INSTRUCTIONS TO FOLLOW:
Reproduce the items verbatim from their beginning through the line containing "380L153 365L142 388L125", including that line. Omit the pictures.

─── DATA SUPPLIED

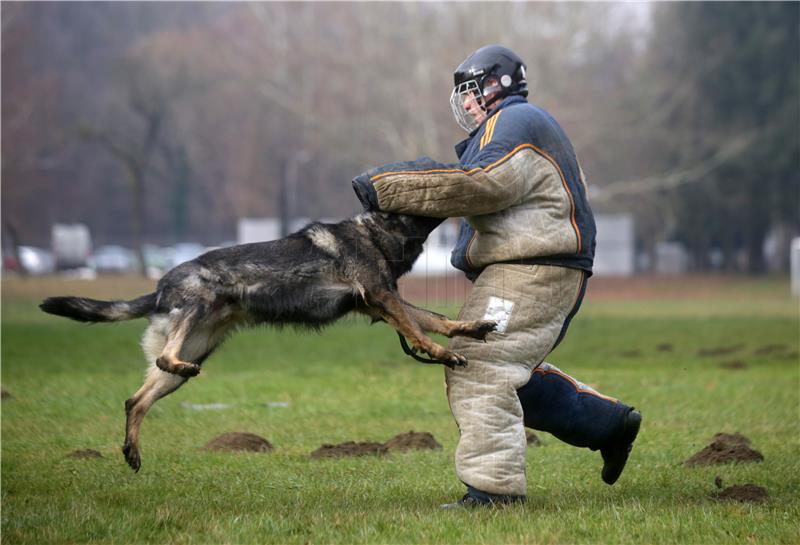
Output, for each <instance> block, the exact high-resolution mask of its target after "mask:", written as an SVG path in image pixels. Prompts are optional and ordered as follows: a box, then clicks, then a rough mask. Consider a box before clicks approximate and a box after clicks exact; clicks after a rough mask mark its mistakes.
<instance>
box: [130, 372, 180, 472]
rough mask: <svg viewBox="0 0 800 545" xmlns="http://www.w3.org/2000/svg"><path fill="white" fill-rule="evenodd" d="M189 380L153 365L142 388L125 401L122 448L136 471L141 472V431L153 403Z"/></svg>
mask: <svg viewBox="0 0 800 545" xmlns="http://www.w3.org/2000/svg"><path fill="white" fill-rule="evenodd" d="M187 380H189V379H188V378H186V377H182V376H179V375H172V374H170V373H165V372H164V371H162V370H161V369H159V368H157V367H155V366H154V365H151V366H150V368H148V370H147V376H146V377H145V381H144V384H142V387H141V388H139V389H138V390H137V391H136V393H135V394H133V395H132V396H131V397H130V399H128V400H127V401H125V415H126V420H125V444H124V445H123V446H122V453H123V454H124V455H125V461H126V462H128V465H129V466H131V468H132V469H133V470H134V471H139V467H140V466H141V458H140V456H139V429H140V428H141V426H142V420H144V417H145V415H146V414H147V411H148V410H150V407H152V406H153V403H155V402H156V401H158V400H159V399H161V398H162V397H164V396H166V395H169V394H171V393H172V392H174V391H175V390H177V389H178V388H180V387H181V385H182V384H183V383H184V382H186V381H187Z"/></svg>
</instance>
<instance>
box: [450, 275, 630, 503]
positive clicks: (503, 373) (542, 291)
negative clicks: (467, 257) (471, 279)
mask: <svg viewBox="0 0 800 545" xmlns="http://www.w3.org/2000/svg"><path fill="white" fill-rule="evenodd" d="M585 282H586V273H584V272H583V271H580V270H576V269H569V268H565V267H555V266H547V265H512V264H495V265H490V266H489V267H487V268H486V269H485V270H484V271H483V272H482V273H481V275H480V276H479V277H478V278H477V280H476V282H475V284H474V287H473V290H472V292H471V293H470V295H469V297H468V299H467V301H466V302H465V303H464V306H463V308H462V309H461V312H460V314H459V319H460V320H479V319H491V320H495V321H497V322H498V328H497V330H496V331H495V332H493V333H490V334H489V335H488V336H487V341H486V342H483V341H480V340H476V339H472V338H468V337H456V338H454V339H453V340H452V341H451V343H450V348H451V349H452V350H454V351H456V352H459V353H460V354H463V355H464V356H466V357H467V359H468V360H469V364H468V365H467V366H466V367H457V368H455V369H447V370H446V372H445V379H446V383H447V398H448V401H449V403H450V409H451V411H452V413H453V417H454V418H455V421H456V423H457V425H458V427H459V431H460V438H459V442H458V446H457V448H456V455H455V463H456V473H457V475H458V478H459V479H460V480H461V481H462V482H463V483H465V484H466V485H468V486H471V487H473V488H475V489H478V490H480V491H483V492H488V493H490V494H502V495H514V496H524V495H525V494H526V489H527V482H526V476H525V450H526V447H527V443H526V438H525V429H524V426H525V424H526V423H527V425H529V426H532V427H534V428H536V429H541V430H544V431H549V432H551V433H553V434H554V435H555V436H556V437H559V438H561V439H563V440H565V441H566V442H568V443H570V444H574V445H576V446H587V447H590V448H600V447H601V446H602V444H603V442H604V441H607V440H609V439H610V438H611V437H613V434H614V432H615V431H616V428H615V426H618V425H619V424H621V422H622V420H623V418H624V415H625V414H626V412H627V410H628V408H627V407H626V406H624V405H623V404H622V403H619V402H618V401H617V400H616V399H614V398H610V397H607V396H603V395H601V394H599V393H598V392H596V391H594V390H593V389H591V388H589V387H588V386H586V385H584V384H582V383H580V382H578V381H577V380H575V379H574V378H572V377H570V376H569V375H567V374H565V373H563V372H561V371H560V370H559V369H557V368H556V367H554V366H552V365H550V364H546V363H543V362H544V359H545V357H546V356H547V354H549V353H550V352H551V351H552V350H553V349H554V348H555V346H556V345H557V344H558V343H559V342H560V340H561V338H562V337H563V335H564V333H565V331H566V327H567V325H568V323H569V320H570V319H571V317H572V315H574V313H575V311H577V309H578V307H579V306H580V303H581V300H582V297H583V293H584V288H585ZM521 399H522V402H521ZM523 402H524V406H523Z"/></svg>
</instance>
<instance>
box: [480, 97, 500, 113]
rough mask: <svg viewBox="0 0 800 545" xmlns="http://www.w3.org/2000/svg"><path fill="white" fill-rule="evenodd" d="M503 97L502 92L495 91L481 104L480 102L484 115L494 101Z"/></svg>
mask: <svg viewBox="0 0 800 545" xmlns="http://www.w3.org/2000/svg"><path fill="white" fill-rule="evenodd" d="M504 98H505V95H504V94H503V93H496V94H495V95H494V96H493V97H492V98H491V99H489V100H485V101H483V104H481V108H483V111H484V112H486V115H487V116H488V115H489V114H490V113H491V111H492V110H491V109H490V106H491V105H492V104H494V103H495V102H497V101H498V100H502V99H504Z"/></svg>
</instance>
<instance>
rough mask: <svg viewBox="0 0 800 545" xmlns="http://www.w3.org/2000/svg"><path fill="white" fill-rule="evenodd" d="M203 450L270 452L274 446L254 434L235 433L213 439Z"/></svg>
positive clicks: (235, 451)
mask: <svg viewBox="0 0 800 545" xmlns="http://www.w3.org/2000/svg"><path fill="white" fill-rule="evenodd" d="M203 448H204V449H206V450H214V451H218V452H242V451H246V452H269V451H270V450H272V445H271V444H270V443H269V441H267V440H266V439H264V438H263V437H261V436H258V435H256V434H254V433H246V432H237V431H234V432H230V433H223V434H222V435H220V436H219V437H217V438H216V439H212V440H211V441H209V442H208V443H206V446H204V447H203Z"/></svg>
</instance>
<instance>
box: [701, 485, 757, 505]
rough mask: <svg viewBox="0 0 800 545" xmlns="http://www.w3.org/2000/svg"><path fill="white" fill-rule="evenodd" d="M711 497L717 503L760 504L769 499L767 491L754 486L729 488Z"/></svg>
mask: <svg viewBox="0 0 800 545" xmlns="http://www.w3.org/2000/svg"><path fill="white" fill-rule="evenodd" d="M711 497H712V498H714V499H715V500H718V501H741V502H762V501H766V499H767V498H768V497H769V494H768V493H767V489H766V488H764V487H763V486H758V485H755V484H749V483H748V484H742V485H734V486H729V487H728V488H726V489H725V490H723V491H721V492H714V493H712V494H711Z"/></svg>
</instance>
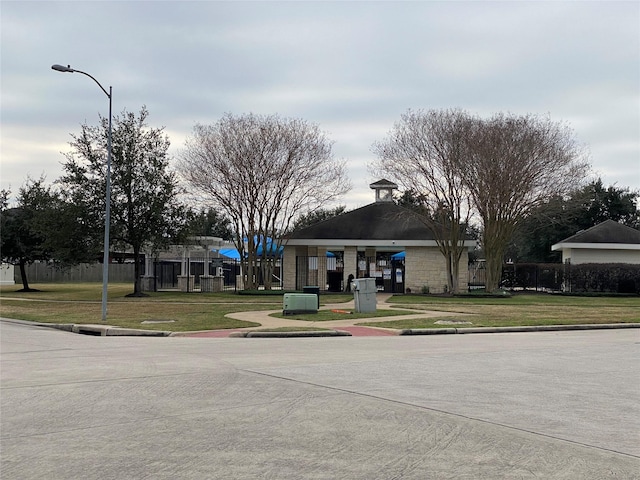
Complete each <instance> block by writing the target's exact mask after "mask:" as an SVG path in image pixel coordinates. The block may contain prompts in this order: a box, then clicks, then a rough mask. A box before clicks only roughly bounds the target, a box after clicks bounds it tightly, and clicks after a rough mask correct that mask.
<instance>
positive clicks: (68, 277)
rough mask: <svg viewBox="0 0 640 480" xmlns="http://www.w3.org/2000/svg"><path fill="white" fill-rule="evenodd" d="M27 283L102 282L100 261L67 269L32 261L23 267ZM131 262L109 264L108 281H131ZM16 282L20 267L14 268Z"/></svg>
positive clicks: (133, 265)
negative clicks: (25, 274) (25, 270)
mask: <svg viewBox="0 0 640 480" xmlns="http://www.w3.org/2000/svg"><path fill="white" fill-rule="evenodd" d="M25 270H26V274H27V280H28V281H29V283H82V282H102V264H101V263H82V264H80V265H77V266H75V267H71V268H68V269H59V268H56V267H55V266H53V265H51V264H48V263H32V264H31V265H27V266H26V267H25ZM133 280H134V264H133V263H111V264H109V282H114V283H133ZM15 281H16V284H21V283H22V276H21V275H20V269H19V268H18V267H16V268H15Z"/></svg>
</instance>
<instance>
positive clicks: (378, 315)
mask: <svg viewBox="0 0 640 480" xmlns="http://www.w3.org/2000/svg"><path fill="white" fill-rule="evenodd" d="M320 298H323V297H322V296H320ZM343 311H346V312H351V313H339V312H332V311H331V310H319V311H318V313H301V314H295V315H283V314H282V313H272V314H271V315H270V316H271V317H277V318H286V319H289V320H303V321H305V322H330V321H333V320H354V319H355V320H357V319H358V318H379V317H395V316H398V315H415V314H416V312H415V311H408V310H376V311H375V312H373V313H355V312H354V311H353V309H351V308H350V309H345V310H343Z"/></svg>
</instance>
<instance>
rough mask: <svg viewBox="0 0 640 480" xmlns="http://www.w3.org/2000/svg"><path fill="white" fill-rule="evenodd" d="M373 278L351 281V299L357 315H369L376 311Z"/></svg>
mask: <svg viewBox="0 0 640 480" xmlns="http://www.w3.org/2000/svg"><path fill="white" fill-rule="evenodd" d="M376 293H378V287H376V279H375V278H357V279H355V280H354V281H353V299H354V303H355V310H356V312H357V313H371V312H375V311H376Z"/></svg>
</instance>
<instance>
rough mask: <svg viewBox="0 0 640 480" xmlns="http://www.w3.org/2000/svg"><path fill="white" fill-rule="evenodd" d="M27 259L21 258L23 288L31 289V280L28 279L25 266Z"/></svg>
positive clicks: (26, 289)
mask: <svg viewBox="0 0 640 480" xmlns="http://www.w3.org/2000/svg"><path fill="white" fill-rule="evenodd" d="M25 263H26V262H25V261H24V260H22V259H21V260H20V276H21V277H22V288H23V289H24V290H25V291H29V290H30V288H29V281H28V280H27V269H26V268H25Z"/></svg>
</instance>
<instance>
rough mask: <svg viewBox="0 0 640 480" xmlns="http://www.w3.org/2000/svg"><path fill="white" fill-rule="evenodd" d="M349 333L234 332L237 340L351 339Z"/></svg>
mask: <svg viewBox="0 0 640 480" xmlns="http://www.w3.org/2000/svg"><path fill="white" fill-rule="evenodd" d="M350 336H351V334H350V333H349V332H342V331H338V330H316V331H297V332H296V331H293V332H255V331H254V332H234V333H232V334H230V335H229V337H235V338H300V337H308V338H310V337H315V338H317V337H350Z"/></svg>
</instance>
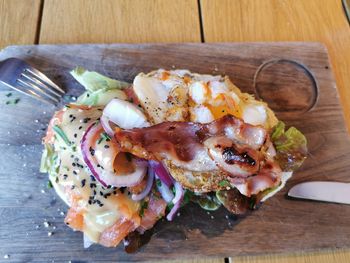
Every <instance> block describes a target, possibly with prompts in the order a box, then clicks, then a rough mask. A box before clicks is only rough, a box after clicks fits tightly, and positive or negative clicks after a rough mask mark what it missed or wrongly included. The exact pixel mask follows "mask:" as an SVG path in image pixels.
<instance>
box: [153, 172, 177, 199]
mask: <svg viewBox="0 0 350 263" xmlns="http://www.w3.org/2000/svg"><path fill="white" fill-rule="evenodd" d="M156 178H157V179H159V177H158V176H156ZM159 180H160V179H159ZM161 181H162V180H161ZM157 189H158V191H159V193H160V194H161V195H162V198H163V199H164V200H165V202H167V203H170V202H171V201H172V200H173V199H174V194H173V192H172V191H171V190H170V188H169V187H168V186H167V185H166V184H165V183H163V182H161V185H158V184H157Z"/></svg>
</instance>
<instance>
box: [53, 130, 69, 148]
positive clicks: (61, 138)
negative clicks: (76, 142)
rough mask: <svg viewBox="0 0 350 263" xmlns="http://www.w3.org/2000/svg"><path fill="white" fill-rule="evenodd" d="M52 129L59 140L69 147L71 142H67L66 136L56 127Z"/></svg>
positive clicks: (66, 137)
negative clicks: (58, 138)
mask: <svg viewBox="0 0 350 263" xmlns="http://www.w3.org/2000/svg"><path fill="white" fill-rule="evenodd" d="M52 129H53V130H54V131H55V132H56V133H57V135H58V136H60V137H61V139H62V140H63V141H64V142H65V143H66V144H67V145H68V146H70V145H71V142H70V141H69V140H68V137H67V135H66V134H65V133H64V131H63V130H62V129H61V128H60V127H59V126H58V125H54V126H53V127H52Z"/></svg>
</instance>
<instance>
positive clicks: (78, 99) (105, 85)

──────

TASK OUTPUT:
Output, for each <instance> block, the exact high-resolution mask of its target after "mask:", written as an SVG path in image pixels. Prompts are optional and ordered as follows: a box, then clicks, then a rough mask. Consider a box before clicks approximate and a box after clicks exact; clicks after a rough mask mark its mistakes.
<instance>
box: [130, 372, 180, 472]
rough mask: <svg viewBox="0 0 800 545" xmlns="http://www.w3.org/2000/svg"><path fill="white" fill-rule="evenodd" d="M189 380L153 365L142 388L125 401L122 448L136 471L141 472V431L153 403Z"/></svg>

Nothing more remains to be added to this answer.